-- Aim of the task --
Copy the data from the line with "Task: draw a bounding box around the dense" up to and including the last line, adding 44 to every bounding box coordinate in the answers. Keep each line that begins with "Task:" and the JSON listed beneath it unchanged.

-- Items --
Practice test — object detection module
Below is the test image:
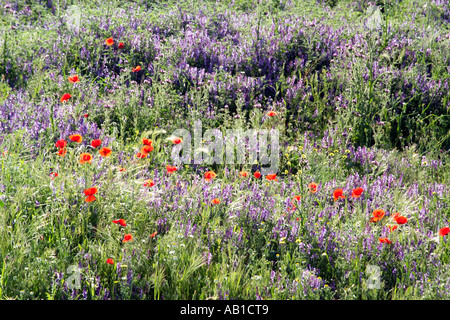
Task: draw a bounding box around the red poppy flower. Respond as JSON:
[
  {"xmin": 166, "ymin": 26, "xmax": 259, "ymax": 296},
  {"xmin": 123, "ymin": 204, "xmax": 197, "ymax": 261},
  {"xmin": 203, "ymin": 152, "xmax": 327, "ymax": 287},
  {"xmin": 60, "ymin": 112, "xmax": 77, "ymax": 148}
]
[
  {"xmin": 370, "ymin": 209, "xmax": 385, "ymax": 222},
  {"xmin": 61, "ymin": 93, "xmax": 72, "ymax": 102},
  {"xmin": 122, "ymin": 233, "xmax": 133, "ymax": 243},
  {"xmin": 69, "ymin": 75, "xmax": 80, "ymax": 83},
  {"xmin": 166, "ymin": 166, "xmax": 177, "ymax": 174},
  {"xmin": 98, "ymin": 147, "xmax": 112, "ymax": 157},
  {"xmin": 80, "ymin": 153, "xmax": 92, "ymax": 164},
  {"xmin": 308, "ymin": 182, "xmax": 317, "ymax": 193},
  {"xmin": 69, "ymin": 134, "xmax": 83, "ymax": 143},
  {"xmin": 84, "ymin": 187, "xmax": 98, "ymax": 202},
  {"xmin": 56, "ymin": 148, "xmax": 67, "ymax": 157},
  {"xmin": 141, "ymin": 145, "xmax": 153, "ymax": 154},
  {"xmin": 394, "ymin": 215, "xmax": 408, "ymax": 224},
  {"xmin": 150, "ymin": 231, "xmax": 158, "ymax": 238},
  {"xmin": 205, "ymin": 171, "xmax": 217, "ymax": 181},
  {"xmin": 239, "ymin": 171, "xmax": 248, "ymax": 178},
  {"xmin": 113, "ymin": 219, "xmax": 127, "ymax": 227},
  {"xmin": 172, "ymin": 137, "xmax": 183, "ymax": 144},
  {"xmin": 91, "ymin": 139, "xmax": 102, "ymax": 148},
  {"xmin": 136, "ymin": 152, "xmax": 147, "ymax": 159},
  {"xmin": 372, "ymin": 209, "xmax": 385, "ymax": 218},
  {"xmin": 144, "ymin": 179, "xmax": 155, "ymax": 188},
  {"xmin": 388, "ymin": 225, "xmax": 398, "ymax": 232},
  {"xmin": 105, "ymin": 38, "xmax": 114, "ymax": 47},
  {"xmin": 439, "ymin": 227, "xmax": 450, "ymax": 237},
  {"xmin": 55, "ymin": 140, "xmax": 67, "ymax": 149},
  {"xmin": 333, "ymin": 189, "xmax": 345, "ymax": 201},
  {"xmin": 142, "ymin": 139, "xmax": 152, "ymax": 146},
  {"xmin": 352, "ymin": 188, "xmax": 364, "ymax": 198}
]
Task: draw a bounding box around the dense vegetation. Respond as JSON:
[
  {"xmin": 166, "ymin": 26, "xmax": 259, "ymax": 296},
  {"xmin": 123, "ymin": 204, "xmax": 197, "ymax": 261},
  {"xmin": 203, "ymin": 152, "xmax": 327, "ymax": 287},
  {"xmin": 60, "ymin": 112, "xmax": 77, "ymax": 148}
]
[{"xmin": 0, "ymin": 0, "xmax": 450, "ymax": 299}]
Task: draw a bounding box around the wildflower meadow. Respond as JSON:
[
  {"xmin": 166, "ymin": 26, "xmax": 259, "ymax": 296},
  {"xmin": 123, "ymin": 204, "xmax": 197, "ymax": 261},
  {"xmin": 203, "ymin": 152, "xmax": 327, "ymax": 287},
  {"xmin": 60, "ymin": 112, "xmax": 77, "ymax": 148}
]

-- Finished answer --
Task: draw a bounding box around the dense vegetation. Respond as JSON:
[
  {"xmin": 166, "ymin": 26, "xmax": 259, "ymax": 296},
  {"xmin": 123, "ymin": 204, "xmax": 197, "ymax": 261},
  {"xmin": 203, "ymin": 152, "xmax": 327, "ymax": 287},
  {"xmin": 60, "ymin": 112, "xmax": 77, "ymax": 148}
]
[{"xmin": 44, "ymin": 44, "xmax": 494, "ymax": 343}]
Task: draw a bounding box around the wildflower meadow. Respond as JSON:
[
  {"xmin": 166, "ymin": 26, "xmax": 259, "ymax": 296},
  {"xmin": 123, "ymin": 204, "xmax": 197, "ymax": 261},
  {"xmin": 203, "ymin": 152, "xmax": 327, "ymax": 287},
  {"xmin": 60, "ymin": 112, "xmax": 77, "ymax": 148}
]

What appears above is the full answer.